Given text:
============

MODEL MEMORANDUM & ARTICLES OF ASSOCIATION THE COMPANIES ACT 1985
COMPANY LIMITED BY GUARANTEE AND NOT HAVING A SHARE CAPITAL
MEMORANDUM of ASSOCIATION
of
YouScotland
1. The Company’s name is “YouScotland”
2. The Company’s registered office is to be situated in Scotland.
3. The Company’s objects are:
(1) Promoting citizen self-empowerment through providing education, training and information about the internet's democratic and campaigning potential;
(2) improving citizens' participation in the democratic process in Scotland and beyond;
(3) providing a forum for informed debate about Scottish democracy and democratic processes generally; and
(4) encouraging debate in economic, social, political and cultural issues of relevance to Scotland and the world.
In pursuance of those aims (but not otherwise), the Company shall have the following powers:
(a) to establish an Advisory Group to oversee the policy direction and conduct the day-to-day business of the organisation;
(b) to maintain a website with news, blogs and discussion boards whereby Members can discuss issues; and
(c) to engage in education, training, campaigning and other activity
(d) To carry on any other activities which further any of the above objects.
(e) To promote companies whose activities may further one or more of the above objects, or may generate income to support the activities of the Company, acquire and hold shares in such companies and carry out, in relation to any such company which is a subsidiary of the Company, all such functions as may be associated with a holding company.
(f) To acquire and take over the whole or any part of the undertaking and liabilities of any body holding property or rights which are suitable for the Company’s activities.
(g) To purchase, take on lease, hire, or otherwise acquire, any property or rights which are suitable for the Company’s activities.
(h) To improve, manage, develop, or otherwise deal with, all or any part of the property and rights of the Company.
(i) To sell, let, hire out, license, or otherwise dispose of, all or any part of the property and rights of the Company.
(j) To lend money and give credit (with or without security) and to grant guarantees and issue indemnities.
(k) To borrow money, and to give security in support of any such borrowings by the Company, in support of any obligations undertaken by the Company or in support of any guarantee issued by the Company.
(l) To employ such staff as are considered appropriate for the proper conduct of the Company’s activities, and to make reasonable provision for the payment of pension and/or other benefits for members of staff, ex-members of staff and their dependants.
(m) To engage such consultants and advisers as are considered appropriate from time to time.
(n) To effect insurance of all kinds (which may include officers’ liability insurance).
(o) To invest any funds which are not immediately required for the Company’s activities in such investments as may be considered appropriate (and to dispose of, and vary, such investments).
(p) To liaise with other voluntary sector bodies, local authorities, UK or Scottish government departments and agencies, and other bodies, all with a view to furthering the Company’s objects.

============

Problems:
1. Copy the YouScotland memorandum word for word from "(j) To lend" to "by the Company.".
2. Extend the YouScotland memorandum, starting right after its last line.

============

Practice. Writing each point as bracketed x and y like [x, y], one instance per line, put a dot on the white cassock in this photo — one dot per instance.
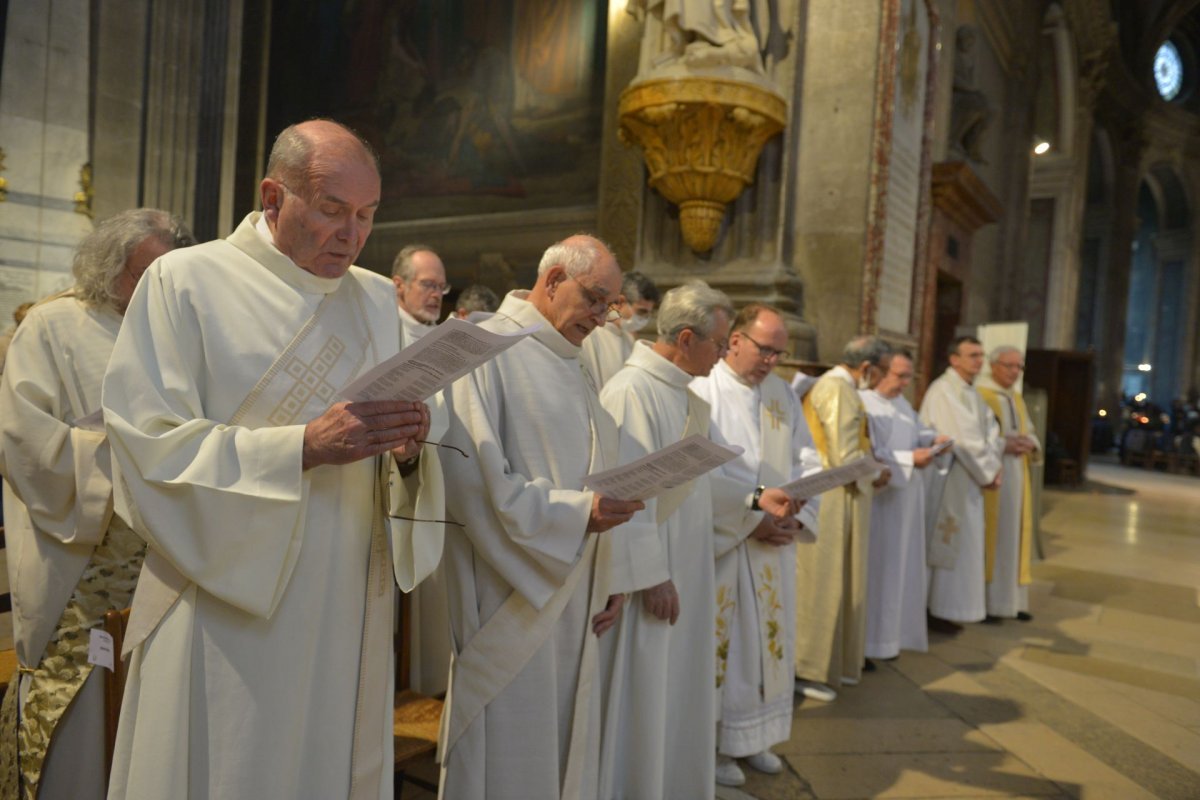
[895, 565]
[605, 352]
[523, 576]
[756, 582]
[1011, 534]
[429, 619]
[262, 624]
[954, 543]
[58, 509]
[661, 707]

============

Task-by-task results:
1.
(j) To lend money and give credit (with or without security) and to grant guarantees and issue indemnities.
(k) To borrow money, and to give security in support of any such borrowings by the Company, in support of any obligations undertaken by the Company or in support of any guarantee issued by the Company.

2.
(q) To establish and/or support a or any charitable body, and to make donations for any charitable purpose falling within the Company’s objects.
(r) To take such steps as may be deemed appropriate for the purpose of raising funds for the Company’s activities.
(s) To accept grants, donations and legacies of all kinds (and to accept any reasonable conditions attaching to them).
(t) To oppose, or object to, any application or proceedings which may prejudice the Company’s interests.
(u) To enter into any arrangement with any organisation, government or authority which may be advantageous for the purposes of the activities of the Company, and to enter into any arrangement for co-operation or mutual assistance with any charitable body.
(v) To do anything which may be incidental or conducive to the furtherance of any of the Company’s objects.
And it is declared that
(i) in this clause, “property” means any property, heritable or moveable, wherever situated
(ii) any reference in this Memorandum of Association to a provision of any legislation shall include any statutory modification or re-enactment of that provision in force from time to time.
4. (a) The income and property of the Company shall be applied solely towards promoting the Company’s objects (as set out in clause 3).
(b) No part of the income or property of the Company shall be paid or transferred (directly or indirectly) to the Members of the Company, whether by way of dividend, bonus or otherwise.
(c) No Director of the Company shall be appointed as a paid employee of the Company; no Director shall hold any office under the Company for which a salary or fee is payable.
(d) No benefit (whether in money or in kind) shall be given by the Company to any Director except (i) repayment of out-of-pocket expenses or (ii) reasonable payment in return for particular services (not being of a management nature) actually rendered to the Company.
5. The liability of the Members is limited.
6. Every Member of the Company undertakes to contribute such amount as may be required (not exceeding £1) to the Company’s assets if it should be wound up while he/she is a Member or within one year after he/she ceases to be a Member, for payment of the Company’s debts and liabilities contracted before he/she ceases to be a Member, and of the costs, charges and expenses of winding up, and for the adjustment of the rights of the contributories among themselves.
7(a) If on the winding-up of the Company any property remains after satisfaction of all the Company’s debts and liabilities, such property shall not be paid to or distributed among the Members of the Company; that property shall instead be transferred to some other body or bodies (whether incorporated or unincorporated) whose objects are similar (wholly or in part to the objects of the Company.
(b) The body or bodies to which property is transferred under paragraph (a) shall be determined by the Members of the Company at or before the time of dissolution or, failing such determination, by such court as may have jurisdiction at the time.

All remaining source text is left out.